EXTRAIT DU DOCUMENT
_ _ _ _ _

Banquier suisse aussi honnête que riche, il fit ses preuves à ce poste ingrat et jouit d’une immense popularité, à la veille de la Révolution. Les chansons se font l’écho fidèle des événements, mais plus rien ni personne ne peut arrêter l’emballement de l’Histoire.

« Grand prince, votre bienfaisance
De nos maux peut tarir le cours.
Rendez vous aux cris de la France :
Rappelez Necker à votre cour. »1257

Ô toi qui sais de la finance (1788), chanson. Histoire de France par les chansons (1982), France Vernillat, Pierre Barbier

Bien tard, le 25 août 1788, Louis XVI se décide à rappeler Necker.

Sa carrière aux Finances illustre l’indécision maladive du roi : sous divers titres (directeur du Trésor royal, conseiller ou directeur général des Finances), il est nommé et renvoyé quatre fois entre 1781 et 1790 ! C’est le peuple qui le porte. Il fut d’abord connu pour son Essai sur la législation et le commerce de grains (1775) qui coïncide avec la « guerre des farines » (émeutes de la faim) et la hausse de prix du pain, libéré par l’édit de Turgot aux Finances. On espère alors le retour d’un nouveau Colbert prêt à moderniser l’économie de la France.

Necker revient donc aux Finances et Turgot (qui l’a évincé en 1774) prend connaissance de son projet : « Cela ressemble à mes idées comme un moulin à vent ressemble à la lune. » Certes, tout oppose les deux hommes, à commencer par leurs idées : Turgot, proche des physiocrates, prône une politique économique libérale, Necker est interventionniste (comme Colbert sous Louis XIV). Leur caractère les oppose aussi : le doctrinaire Turgot passe en force quand Necker, philanthrope et diplomate, cherche la conciliation en esprit « moelleux et flexible ». 

« Voici enfin M. Necker roi de France ! » ironise Mirabeau au rappel du banquier suisse promu ministre principal (ministre d’État), fin août 1788. C’est l’homme de la dernière chance pour la monarchie. Il prête 2 millions à l’État sur sa fortune personnelle et en trouve quelques autres, le temps de tenir jusqu’aux États généraux. Il convoque une nouvelle Assemblée des notables pour novembre. Le peuple chante : « Vous qui nous traitez de racaille, / Si poliment, / Comme nous vous payerez la taille / Très noblement. / Vive le sauveur de la France, / Necker, vivat ! / D’où ce héros tient-il naissance ? / Du tiers état. » On célèbre le roi et son ministre - il a obtenu que le tiers ait à lui seul autant de représentants que les deux autres ordres réunis. Paris illumine à cette nouvelle, connue le 1er janvier 1789. Mais l’effervescence populaire est aggravée par de mauvaises récoltes, le prix du pain monte, de nouvelles émeutes s’ensuivent. Le roi invite son directeur général des Finances à « sortir momentanément du royaume ». Il s’incline : « Votre Majesté perd l’homme du monde qui lui était le plus tendrement dévoué. » Exiler l’hommes le plus populaire du royaume est une erreur grave !

_ _ _ _ _

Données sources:
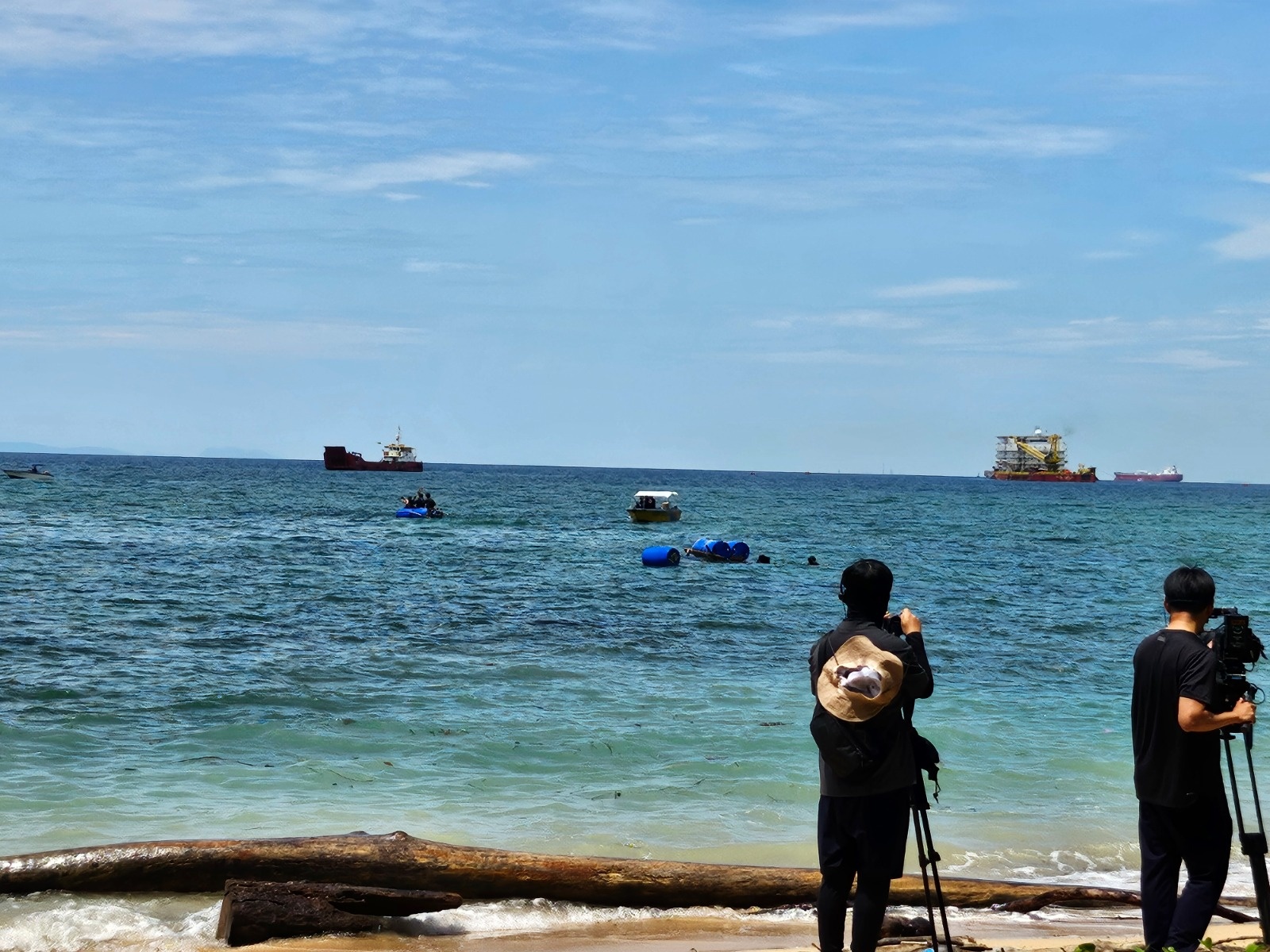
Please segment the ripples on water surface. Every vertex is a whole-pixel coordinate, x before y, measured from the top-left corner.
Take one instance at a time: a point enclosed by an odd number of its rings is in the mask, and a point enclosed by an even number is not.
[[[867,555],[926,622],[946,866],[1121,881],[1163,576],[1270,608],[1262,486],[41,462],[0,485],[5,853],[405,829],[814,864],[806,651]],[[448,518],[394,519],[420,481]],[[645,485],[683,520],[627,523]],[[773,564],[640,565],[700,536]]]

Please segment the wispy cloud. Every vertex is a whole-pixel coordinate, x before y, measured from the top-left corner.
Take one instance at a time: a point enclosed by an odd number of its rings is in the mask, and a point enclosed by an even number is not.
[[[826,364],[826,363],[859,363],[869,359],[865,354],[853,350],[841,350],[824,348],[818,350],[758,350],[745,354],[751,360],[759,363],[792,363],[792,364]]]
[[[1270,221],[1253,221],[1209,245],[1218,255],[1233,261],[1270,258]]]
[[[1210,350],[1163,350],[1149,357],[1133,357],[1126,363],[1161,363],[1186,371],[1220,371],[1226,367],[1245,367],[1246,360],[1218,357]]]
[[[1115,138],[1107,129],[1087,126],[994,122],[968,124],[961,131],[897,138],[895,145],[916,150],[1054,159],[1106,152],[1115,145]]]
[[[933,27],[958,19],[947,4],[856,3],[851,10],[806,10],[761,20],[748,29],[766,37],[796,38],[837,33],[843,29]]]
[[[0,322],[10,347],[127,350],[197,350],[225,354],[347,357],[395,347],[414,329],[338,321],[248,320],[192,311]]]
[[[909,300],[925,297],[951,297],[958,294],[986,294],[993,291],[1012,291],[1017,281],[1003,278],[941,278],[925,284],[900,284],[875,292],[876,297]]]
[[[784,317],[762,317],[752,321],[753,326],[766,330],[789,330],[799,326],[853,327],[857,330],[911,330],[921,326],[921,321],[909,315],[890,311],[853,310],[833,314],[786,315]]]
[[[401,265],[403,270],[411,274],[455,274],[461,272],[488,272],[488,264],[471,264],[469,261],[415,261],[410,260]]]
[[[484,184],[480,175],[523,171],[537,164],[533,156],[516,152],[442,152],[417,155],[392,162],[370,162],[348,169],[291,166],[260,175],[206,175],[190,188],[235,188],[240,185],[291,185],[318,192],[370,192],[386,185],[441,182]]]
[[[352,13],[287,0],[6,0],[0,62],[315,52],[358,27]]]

_ _ _ _ _

D'après l'extrait sur Necker :
1. À quelle date Louis XVI se décide-t-il à rappeler Necker ?
2. Combien de fois Necker est-il nommé et renvoyé entre 1781 et 1790 ?
3. Quelle somme Necker prête-t-il à l'État sur sa fortune personnelle ?

1. Le 25 août 1788.
2. Quatre fois.
3. 2 millions.